> Exercise:
Pull out from the material below all lines with "sock".

> Given records:
++++++++

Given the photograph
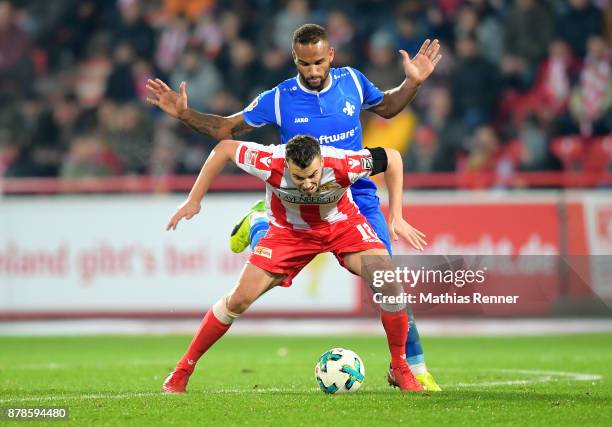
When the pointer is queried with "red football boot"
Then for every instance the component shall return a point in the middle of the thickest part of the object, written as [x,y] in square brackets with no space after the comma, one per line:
[176,381]
[402,377]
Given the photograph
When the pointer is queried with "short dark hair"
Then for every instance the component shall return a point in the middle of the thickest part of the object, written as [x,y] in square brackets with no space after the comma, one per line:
[302,150]
[309,34]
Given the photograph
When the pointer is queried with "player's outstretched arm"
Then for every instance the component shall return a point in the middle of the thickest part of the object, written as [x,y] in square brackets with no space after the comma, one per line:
[417,70]
[175,104]
[224,151]
[394,178]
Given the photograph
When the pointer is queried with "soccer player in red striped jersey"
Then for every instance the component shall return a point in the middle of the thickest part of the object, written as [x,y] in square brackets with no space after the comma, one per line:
[311,211]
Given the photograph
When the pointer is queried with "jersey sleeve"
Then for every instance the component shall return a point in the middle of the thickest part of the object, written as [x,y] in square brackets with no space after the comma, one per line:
[255,159]
[371,95]
[262,110]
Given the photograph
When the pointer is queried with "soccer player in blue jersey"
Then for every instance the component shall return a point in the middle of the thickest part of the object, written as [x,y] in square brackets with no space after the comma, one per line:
[324,102]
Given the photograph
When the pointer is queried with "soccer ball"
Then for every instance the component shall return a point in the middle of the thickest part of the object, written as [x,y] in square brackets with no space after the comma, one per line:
[339,371]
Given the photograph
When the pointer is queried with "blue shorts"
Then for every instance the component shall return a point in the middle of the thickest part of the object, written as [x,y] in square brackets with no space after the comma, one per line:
[369,206]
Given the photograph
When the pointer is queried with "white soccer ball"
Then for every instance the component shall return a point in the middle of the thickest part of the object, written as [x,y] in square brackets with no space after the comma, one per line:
[339,371]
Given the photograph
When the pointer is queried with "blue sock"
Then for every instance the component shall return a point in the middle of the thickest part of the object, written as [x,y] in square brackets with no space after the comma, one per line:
[414,351]
[259,228]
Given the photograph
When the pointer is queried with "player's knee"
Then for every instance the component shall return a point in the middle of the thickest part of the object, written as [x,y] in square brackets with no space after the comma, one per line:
[238,303]
[225,312]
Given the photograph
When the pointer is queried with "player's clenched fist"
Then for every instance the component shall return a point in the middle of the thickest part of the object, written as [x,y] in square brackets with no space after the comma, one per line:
[186,210]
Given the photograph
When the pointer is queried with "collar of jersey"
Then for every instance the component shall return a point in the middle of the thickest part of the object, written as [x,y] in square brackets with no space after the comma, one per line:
[314,92]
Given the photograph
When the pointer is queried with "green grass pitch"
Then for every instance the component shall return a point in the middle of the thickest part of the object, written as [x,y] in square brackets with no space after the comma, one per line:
[115,380]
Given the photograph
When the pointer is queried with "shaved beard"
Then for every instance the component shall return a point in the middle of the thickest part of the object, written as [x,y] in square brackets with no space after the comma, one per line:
[318,88]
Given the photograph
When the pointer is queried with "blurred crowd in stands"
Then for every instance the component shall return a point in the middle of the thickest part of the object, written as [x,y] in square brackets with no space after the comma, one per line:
[524,85]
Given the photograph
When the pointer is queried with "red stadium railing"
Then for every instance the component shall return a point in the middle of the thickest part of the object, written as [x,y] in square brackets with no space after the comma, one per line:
[146,184]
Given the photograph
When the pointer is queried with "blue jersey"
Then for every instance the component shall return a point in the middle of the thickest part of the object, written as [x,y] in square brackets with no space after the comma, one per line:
[331,115]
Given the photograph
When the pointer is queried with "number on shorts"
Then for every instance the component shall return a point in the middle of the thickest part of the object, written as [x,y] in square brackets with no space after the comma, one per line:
[366,232]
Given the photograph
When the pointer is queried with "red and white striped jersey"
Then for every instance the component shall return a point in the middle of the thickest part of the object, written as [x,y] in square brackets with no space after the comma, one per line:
[286,206]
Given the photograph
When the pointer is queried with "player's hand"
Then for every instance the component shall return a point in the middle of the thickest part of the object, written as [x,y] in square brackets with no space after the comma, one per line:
[424,62]
[168,100]
[399,227]
[186,210]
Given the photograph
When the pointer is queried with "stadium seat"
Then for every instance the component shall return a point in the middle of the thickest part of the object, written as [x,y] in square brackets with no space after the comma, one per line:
[569,150]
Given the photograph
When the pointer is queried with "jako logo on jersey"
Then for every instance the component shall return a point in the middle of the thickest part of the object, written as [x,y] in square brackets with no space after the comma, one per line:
[349,109]
[252,105]
[328,139]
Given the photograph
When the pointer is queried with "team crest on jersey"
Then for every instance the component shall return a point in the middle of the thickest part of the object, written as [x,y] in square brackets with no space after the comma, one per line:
[252,105]
[263,251]
[250,157]
[329,186]
[258,159]
[349,109]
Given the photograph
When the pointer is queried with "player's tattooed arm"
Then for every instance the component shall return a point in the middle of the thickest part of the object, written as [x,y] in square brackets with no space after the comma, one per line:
[176,105]
[218,127]
[417,70]
[224,152]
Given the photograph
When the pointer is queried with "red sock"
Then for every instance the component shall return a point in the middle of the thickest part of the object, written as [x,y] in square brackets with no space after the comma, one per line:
[209,332]
[396,328]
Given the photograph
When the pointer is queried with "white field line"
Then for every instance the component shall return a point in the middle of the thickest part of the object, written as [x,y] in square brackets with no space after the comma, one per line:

++++++++

> Reply to the exercise:
When the pointer is queried with "blue sock"
When the pointer is queried with "red sock"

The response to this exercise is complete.